### GIVEN TASK:
In the listing below, list every line that contains the word "camera". Letter case must match.

(Data items)
****************

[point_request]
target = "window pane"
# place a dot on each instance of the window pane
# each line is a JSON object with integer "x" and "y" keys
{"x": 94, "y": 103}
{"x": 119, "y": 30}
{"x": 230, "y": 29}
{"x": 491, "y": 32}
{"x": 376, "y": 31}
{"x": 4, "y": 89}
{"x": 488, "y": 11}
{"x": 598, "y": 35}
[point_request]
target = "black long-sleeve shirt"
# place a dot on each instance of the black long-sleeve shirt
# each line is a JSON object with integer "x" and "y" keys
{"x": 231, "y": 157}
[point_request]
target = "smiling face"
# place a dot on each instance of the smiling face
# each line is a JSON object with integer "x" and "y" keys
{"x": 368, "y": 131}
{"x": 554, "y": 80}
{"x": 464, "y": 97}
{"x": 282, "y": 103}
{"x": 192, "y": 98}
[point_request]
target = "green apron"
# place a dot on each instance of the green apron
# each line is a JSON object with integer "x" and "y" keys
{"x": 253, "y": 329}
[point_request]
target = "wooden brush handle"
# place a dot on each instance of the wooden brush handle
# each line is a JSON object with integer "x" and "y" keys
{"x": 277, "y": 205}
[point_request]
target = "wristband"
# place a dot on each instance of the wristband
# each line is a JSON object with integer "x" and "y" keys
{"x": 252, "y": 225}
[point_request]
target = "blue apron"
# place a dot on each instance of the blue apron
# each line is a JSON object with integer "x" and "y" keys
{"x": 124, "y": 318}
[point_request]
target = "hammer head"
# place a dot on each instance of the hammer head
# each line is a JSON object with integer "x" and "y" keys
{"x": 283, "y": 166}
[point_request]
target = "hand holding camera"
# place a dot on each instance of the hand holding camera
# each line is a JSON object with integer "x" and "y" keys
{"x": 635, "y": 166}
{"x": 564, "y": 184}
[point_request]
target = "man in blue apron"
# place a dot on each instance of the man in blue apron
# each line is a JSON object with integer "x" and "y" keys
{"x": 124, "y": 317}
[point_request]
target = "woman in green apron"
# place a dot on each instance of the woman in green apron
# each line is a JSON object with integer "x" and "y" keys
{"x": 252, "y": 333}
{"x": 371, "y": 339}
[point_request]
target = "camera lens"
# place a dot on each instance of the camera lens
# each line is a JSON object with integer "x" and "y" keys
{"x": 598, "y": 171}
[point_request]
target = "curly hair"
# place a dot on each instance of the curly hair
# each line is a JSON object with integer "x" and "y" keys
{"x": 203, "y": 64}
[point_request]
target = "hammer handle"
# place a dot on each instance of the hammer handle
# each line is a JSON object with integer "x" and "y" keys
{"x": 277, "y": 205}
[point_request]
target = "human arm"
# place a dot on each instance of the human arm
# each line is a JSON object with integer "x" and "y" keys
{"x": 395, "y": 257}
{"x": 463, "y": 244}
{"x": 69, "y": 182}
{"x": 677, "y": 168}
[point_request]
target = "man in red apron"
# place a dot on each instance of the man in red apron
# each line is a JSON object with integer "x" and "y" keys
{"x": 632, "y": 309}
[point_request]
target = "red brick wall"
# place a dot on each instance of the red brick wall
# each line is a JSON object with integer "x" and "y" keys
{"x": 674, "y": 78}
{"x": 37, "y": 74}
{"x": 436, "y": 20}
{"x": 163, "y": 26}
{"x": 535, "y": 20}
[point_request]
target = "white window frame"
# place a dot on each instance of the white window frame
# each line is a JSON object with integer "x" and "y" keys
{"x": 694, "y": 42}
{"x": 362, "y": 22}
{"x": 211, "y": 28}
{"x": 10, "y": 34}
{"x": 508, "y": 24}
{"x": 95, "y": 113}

****************

### TASK RESULT:
target = "hand holding camera"
# place a dot on each instance of the hand holding camera
target = "camera lens"
# place a dot on each instance of the camera lens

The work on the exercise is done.